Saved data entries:
⁂
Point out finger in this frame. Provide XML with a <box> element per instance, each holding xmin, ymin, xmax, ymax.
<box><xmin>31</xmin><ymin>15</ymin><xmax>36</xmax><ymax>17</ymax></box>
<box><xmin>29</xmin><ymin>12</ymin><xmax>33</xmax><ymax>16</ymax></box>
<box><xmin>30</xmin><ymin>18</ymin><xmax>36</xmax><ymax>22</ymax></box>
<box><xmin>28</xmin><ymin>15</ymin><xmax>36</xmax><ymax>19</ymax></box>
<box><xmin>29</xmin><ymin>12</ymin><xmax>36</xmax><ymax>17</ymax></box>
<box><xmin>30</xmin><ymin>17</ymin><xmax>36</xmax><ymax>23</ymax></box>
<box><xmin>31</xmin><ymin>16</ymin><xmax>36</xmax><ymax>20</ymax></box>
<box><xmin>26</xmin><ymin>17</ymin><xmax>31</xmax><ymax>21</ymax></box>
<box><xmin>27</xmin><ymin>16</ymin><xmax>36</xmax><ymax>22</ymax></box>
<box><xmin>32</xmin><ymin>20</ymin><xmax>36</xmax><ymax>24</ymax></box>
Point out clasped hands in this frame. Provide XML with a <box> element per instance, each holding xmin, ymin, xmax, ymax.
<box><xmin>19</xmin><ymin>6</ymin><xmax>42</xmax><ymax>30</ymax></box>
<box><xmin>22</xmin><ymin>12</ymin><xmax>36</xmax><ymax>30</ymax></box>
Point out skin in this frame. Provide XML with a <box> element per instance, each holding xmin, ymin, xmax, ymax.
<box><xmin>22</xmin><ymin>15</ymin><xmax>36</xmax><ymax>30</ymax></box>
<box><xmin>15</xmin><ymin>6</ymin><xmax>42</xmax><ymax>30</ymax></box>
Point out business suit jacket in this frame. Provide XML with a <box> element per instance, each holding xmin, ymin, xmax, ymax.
⁂
**Work to be completed**
A precise copy of all the records is needed.

**Your solution**
Point out finger in this frame. Provide XML with a <box> element per instance, each holding xmin, ymin, xmax, ymax.
<box><xmin>31</xmin><ymin>15</ymin><xmax>36</xmax><ymax>17</ymax></box>
<box><xmin>29</xmin><ymin>12</ymin><xmax>33</xmax><ymax>16</ymax></box>
<box><xmin>30</xmin><ymin>18</ymin><xmax>36</xmax><ymax>22</ymax></box>
<box><xmin>28</xmin><ymin>15</ymin><xmax>36</xmax><ymax>19</ymax></box>
<box><xmin>29</xmin><ymin>12</ymin><xmax>36</xmax><ymax>17</ymax></box>
<box><xmin>30</xmin><ymin>17</ymin><xmax>36</xmax><ymax>23</ymax></box>
<box><xmin>31</xmin><ymin>16</ymin><xmax>36</xmax><ymax>20</ymax></box>
<box><xmin>26</xmin><ymin>17</ymin><xmax>31</xmax><ymax>21</ymax></box>
<box><xmin>27</xmin><ymin>16</ymin><xmax>36</xmax><ymax>22</ymax></box>
<box><xmin>32</xmin><ymin>20</ymin><xmax>36</xmax><ymax>24</ymax></box>
Point out clasped hands in this frame. Provide XML with a <box> element per instance, each holding xmin, ymin, xmax, ymax.
<box><xmin>19</xmin><ymin>6</ymin><xmax>42</xmax><ymax>30</ymax></box>
<box><xmin>22</xmin><ymin>12</ymin><xmax>36</xmax><ymax>30</ymax></box>
Point out skin in this frame. Provide XML with a <box> element per instance, each holding xmin, ymin, xmax, ymax.
<box><xmin>22</xmin><ymin>15</ymin><xmax>36</xmax><ymax>30</ymax></box>
<box><xmin>15</xmin><ymin>6</ymin><xmax>42</xmax><ymax>30</ymax></box>
Point out business suit jacket in this frame. Provide XML with a <box> element per instance, each holding xmin, ymin, xmax, ymax.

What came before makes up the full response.